**Exercise requirements**
Put this sentence from the Formula E article below into Spanish: "The planning is intricate, the medical, health and safety protocols almost forensic."

**Extracted text**
■ ■ ■ ■
In a kind of surreal summer camp for motorsport, teams and drivers will compete in six races over just nine days.
These included options of racing in Valencia where the cars were shipped after the last round in Marrakesh at the end of February, Assen in Holland, Silverstone and the Algarve facility in Portugal.
But it was the opportune location of Tempelhof airport in Berlin which will host a unique residency in the first two weeks of August. This will include three double-header events each racing on subtly altered circuits.
In a kind of surreal summer camp for motorsport, teams and drivers will compete in six races, essentially half a regular season, in just nine days.
The planning is intricate, the medical, health and safety protocols almost forensic. Formula E is doing this properly with an exhaustive must-read dossier for every member of the 1,000 maximum personnel on site.
The teams will all stay in the same hotel and then at the track will be split in to pods, or to use the buzzword of the moment – ‘bubbles’.
A ‘hygiene board’ has been created which will implement all of the protocols, a kind of sterile stewarding if you will.
The Formula E Hygiene and Infection Protection (FEHIP) will comprise of a Formula E event organisation representative, a Formula E Health & Safety representative; a specialist in microbiology and / or hygiene and environmental medicine and another medical specialist and/or the medical doctor in charge of validating the polymerase chain reaction PCR swab test results.
It is a level of detail which has impressed but has been absolutely necessary for Formula E to unfold and plan to. They don’t want to be the series which is seen to be a frivolous venture in these extraordinary times and they have been praised for their organisation.
“I think what Formula E has done has shown it is leading in terms of understanding this incredible situation and how to time announcements and plans correctly. They’ve done a mega job really,” Envision Virgin Racing driver Sam Bird told Motor Sport.
“Even though we will race with no fans, which is absolutely correct at the moment, racing will I think be embraced because we are doing it safely
Bird’s boss at the Silverstone based team, Sylvain Filippi believes that the “TV spectacle will be a boost to fans, which Formula E is gaining all the time.”
“Tempelhof is basically more flexible to organise the right paddock with the right Covid measures that are needed,” continued Filippi.
“What is going to be a real challenge for the teams is to get working in different ways using PPE and distancing, all these things.
“But motorsport is the great adaptor right? We know how to work and be innovative, and I personally think Formula E has led the way in doing this over the last few years.”
“Everyone hopes we can go back to more normality… I’d like to think we can get fans back to the tracks.”
The bigger picture for Formula E will start to emerge this Friday when its next calendar, arguably its most important ever as it becomes a pukka World Championship, is announced at the World Motorsport Council.
It will broadly mirror what the 19-20 season should have looked like. The critical question will be if Formula E race in the genuine city centres of Paris, Rome, New York and London in 2021.
With Hong Kong already understood not to be feasible for 2021 and a big question mark of plans to race again in Jakarta, Formula E may need to again call upon tried and trusted Marrakesh and perhaps other substitute permanent venues if needed.
“Going into season seven, I do hope by that stage, that where we are at globally with COVID-19 will be in a much better state,” says Bird.
“Everyone hopes we can go back to more normality or more what we used to consider normality anyway. Racing in the city centres is the heart of Formula E.
“No matter what happens, we’re going to have learned an awful lot from this pandemic and I think things some things will stay in place.
“I think the world won’t go back to what it was previously, completely anyway but I’d like to think we can get fans back to the tracks.”
■ ■ ■ ■
**Data**

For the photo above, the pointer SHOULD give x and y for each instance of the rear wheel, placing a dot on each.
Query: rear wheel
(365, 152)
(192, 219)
■ ■ ■ ■
**Response to this exercise**
La planificación es intrincada, y los protocolos médicos, sanitarios y de seguridad, casi forenses.